• [Entries on locating named things]:
☆ ☆ ☆ ☆ ☆ ☆ ☆

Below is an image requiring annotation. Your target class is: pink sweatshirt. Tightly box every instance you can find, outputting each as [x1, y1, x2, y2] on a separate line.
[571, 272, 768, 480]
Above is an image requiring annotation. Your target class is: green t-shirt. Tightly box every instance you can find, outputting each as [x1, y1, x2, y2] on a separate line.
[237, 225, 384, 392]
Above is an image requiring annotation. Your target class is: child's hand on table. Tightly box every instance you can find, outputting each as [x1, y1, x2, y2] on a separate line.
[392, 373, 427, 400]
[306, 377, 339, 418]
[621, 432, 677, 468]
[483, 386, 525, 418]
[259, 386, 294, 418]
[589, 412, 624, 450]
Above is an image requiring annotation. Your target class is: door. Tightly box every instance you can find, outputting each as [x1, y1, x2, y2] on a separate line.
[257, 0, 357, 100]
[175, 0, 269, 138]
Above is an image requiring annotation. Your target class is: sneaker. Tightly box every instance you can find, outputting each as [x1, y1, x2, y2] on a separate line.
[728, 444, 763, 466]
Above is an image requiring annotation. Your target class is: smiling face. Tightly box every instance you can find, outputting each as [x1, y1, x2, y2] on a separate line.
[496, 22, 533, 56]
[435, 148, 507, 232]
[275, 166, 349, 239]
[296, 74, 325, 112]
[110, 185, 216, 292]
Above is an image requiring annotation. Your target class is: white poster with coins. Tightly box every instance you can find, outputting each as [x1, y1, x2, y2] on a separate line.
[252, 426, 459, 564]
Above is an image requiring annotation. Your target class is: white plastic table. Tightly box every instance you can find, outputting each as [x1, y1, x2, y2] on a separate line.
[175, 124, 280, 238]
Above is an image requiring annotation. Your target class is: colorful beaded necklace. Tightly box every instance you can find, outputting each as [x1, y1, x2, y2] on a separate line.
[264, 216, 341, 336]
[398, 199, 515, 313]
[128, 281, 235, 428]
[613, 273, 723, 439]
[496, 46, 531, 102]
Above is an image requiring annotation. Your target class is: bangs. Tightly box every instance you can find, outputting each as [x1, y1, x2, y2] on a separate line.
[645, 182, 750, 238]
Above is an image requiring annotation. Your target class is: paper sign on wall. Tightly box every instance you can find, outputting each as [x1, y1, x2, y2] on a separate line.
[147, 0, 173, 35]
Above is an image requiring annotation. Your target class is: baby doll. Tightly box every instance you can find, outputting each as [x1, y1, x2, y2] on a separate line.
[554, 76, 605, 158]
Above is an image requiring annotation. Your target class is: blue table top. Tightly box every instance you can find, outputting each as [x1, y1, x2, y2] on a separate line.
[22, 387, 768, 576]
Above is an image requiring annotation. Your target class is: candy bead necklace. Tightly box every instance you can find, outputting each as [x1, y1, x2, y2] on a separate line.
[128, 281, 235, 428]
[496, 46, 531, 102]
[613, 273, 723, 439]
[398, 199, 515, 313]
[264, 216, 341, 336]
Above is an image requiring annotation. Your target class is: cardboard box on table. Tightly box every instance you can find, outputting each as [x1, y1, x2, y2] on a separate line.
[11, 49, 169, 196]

☆ ☆ ☆ ☆ ☆ ☆ ☆

• [Aim]: Print every entry exactly as it appears.

• [Answer to the task]:
Below is an image requiring annotation. Your target class is: pink sweatshirt. Tightly box every instance you can find, outputting each as [x1, y1, x2, y2] on a separate line.
[571, 272, 768, 480]
Above is an image requiring annotation. Your target class is: green t-shirt. Tightly box every instance you can find, outputting each as [x1, y1, x2, y2] on a separate line.
[237, 225, 384, 392]
Above is an image requiring annotation. Your target class is: child's hand on table. Tightly box every instance you can find, outputting each as [x1, y1, x2, y2] on a separate line.
[392, 373, 427, 400]
[306, 377, 339, 418]
[621, 432, 677, 468]
[483, 386, 525, 418]
[259, 386, 294, 418]
[589, 412, 624, 450]
Above is an image requiring annotation. Your target class is: door. Tightly box every instance you can find, outputting each as [x1, y1, x2, y2] on a separate line.
[257, 0, 357, 100]
[175, 0, 269, 138]
Above is an image requiring annotation. Your target class is: sneaker. Tightly box every instance you can find, outputting each as [x1, y1, x2, y2] on a separate line.
[728, 444, 763, 466]
Above is an image requiring annotation. Your target class is: smiling face. Tightly box every instance you can find, outputting each as [x1, y1, x2, y2] on a separate line.
[496, 22, 533, 56]
[435, 148, 507, 232]
[275, 166, 349, 239]
[296, 74, 325, 112]
[110, 185, 216, 292]
Above is an image requiring annotation. Your target class is: white poster with coins. Tightly box every instance you can find, outputting each as [x1, y1, x2, y2] on a separate line.
[252, 426, 459, 564]
Above is an image requiring annotation. Your target class is: white plastic table. Tightly box every instance you can find, outputting each as [x1, y1, x2, y2] on a separate line.
[175, 124, 280, 238]
Above is an image requiring annotation. Your target class is: colorful beaded necklace. Tightly box every instance you can find, outputting each as [x1, y1, x2, y2] on a separate line.
[264, 216, 341, 336]
[398, 199, 515, 313]
[128, 281, 235, 428]
[613, 273, 723, 439]
[496, 46, 531, 102]
Above is an image requiring annotation. Your target class is: bangs. Tightly box every instance you can find, outputting each as [x1, y1, x2, y2] on a separate line.
[645, 182, 750, 238]
Above is an image requiring annotation. Your target class is: paper sign on wall. Tightly box every instance you can find, outputting each as [x1, y1, x2, y2] on a separate line.
[147, 0, 173, 35]
Above is an image requiring annotation. Your target class is: baby doll. Tightly box every instance you can find, outputting each as [x1, y1, x2, y2] on a separate line.
[554, 76, 605, 158]
Above is an image requiring annotation. Your target class is: blue table top. Tightly box every instance you can find, outputting each as [x1, y1, x2, y2] on a separate line.
[22, 387, 768, 576]
Above is an image requiring annotation. Your target class is: candy bead necklace. Tightly box every instance you can find, outputting each as [x1, y1, x2, y2] on a separate line.
[128, 281, 235, 428]
[496, 46, 531, 102]
[613, 273, 723, 439]
[398, 199, 515, 313]
[264, 216, 341, 336]
Above is an image requiring annotation. Your target class is: cardboard box on table. Tightly box every instance you can find, outputting each as [x1, y1, x2, y2] on a separate line.
[11, 49, 169, 196]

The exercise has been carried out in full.